**** Kutipan Halaman ****

12 Juli 2009

Reorientasi dan Inovasi Pendidikan

Reorientasi dan Inovasi Pendidikan

Problem dan tantangan pendidikan semakin berat, teknologi dan masyarakat berubah dengan cepat, oleh karena itu perubahan struktur dan manajemen pendidikan merupakan keharusan agar bangsa Indonesia dapat memasuki era persaingan global dengan gagah. Perubahan yang sedang berproses menuntut reorientasi dan inovasi pendidkan yang dilakukan secara terus menerus melalui pemikiran dan gagasan berikut:

Pertama. Sekolah sebagai suatu sistem pendidikan teknis operasional yang selama ini menganut proses pendidikan mekanik harusnya diubah dengan pendekatan “Production Function Approach“ yang harus dilihat sebagai proses kultural yang bersistem pola pendidikan organik yang dapat menghasilkan insan Indonesia yang memiliki harkat dan martabat serta daya saing yang tinggi.

Kedua. Pengelolaan institusi pendidikan diarahkan mendekati konsep manajemen berbasis sekolah (MBS=School Based Education) artinya keputusan yang menyangkut sekolah diputuskan sendiri oleh sekolah atas dasar pertimbangan dari berbagai masukan pihak yang berkepentingan (stakeholder).

Ketiga. Pendekatan kultural harus dilaksanakan dalam pengelolaan pendidikan (sekolah). Artinya peningkatan mutu melalui pendekatan istilah pembangunan pendidikan yang dikumandangkan tokoh pendidikan kita Ki Hadjar Dewantoro, bahwa pendidikan harus dibangun dengan strategi Tri-Kon (Konvergensi, Konsentris, dan Kontinuitas).

Keempat. Menggeser pendidikan yang acap kali bertali temali dengan transfer pengetahuan (transfer of knowledge) dan praktek pendidikan yang mengalir dari atas kebawah (top-down) serta sebagai arena indoktrinasi dalam pendidikan. Perilaku ini harus diubah menjadi suatu proses aktivitas yang membangun kesadaran, kedewasaan, dan kedirian yang melahirkan profesionalisme dan independensi institusi pendidikan dari konteksnya sebagai institusi yang mencerdaskan dan membebaskan bukan pendidikan yang terbelenggu dan tertutup.

Kelima. Menggeser analisis pendidikan dari analisis masukan (input analysis) menjadi out-put analysis, out-come analysis, Impact analysis, dengan bentuk metode analisis splash and ripple (lemparan batu ke air akan mengakibatkan riak gelombang di permukaan air bahkan akan berimbas sampai ke tepi=pantai), dengan menerapkan pengelolaan yang diarahkan untuk mencapai hasil (Results Based Management = RBM) Hasil analisis tentu menggambarkan produk pendidikan yang menghasilkan perubahan dalam masyarakat kearah yang lebih baik.

Keenam. Pendidikan diarahkan ke dalam suatu konteks analisis berkelanjutan, dengan menerapkan sistem pendidikan bersiklus. Dengan upaya pemantauan lulusan (out-put, ou-tcome, impact) dan masukan (in-put), dan pemberian kesempatan untuk memperoleh dan mengakses pendidikan melalui program Broad Based Education dan High Based Education.

**** Kumpulan Data ****

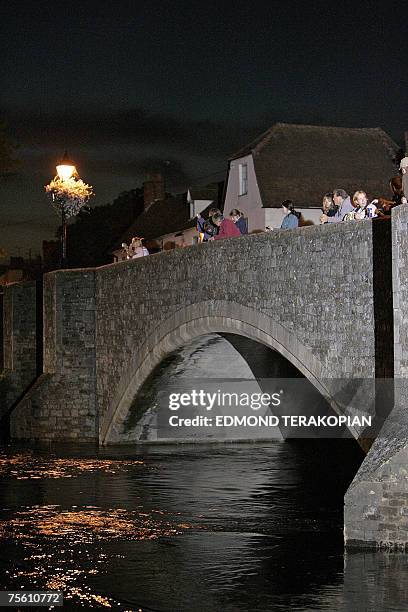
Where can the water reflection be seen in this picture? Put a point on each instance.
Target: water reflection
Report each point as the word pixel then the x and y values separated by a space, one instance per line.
pixel 237 528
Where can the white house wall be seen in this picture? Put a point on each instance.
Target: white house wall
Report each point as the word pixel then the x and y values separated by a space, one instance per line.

****

◆ Tugas Tertulis 1
Dalam teks tentang reorientasi dan inovasi pendidikan, strategi Tri-Kon terdiri atas apa saja?
◆ Tugas Tertulis 2
Tuliskan lanjutan teks tentang reorientasi dan inovasi pendidikan, dimulai sesudah kalimat terakhirnya.

◆ Hasil Akhir 1
Konvergensi, Konsentris, dan Kontinuitas.

◆ Hasil Akhir 2
Ketujuh. Melakukan reformasi pendidikan melalui perubahan proses pendidikan dari pradigma pendidikan birokratis hirarkis dan otoritarisme menjadi pradigma pendidikan demokratis yang melahirkan penguatan belajar (learning performance) serta penguatan partisipasi siswa, pelaku dan pengguna pendidikan. Dalam proses pendidikan, produk pendidkan tentu harus berorientasi terhadap penempatan pengguna sebagai yang utama (putting customers first), dalam hal ini pendidikan diupayakan akan lebih dekat dengan pelanggan sebagai pemakai jasa pendidikan.

Kedelapan. Pergeseran orientasi pendidikan dari Subject Oriented (guru sebagai orientasi, yang mendeterminasinya mutlak sebagai sumber utama ilmu) dan materi sebagai orientasi (Materi Oriented), menjadi Object Oriented (siswa sebagai orientasi) dan materi sebagai problem oriented, yang dapat memberi ruang gerak dan kebebasan untuk melakukan improvisasi dalam proses pendidikan untuk mencari jati diri peserta didik, sehingga terbentuk budaya bagaimana belajar, bukan bagaimana belajar tentang.

Kesembilan. Mengembalikan moto guru yang ditransformasikan Ki Hadjar Dewantoro: Ing ngarso sung tulodo, Ing madya mbangun Karso, tut wuri handayani, yang merupakan personifikasi dari nilai-nilai yang dicita-citakan dari kemampuan akademis dan profesionalisme guru (kompetensi profesional).

Kesepuluh. Penajaman dan implementasi maksimal oleh daerah terhadap upaya pengembangan pendidikan melalui: Manajemen Berbasis Sekolah (School Based Education), dan Pendidikan Berbasis Masyarakat (Comunity Based Education), SPM (Standar pelayanan Minimal) bidang pendidikan, Standar Kompetensi guru (SKG), Akreditasi Sekolah oleh Badan Akreditasi Sekolah, Dewan Pendidikan dan Komite Sekolah, dan strategi penyiapan sekitar 85% peserta didik menjadi pekerja handal melalui pendirian sekolah-sekolah kejuaruan (vokasional), serta strategi lain, yang merupakan tema sentral yang perlu ditindak lanjuti, oleh seluruh stakeholder (yang berkepentingan) dalam lingkungan pendidikan.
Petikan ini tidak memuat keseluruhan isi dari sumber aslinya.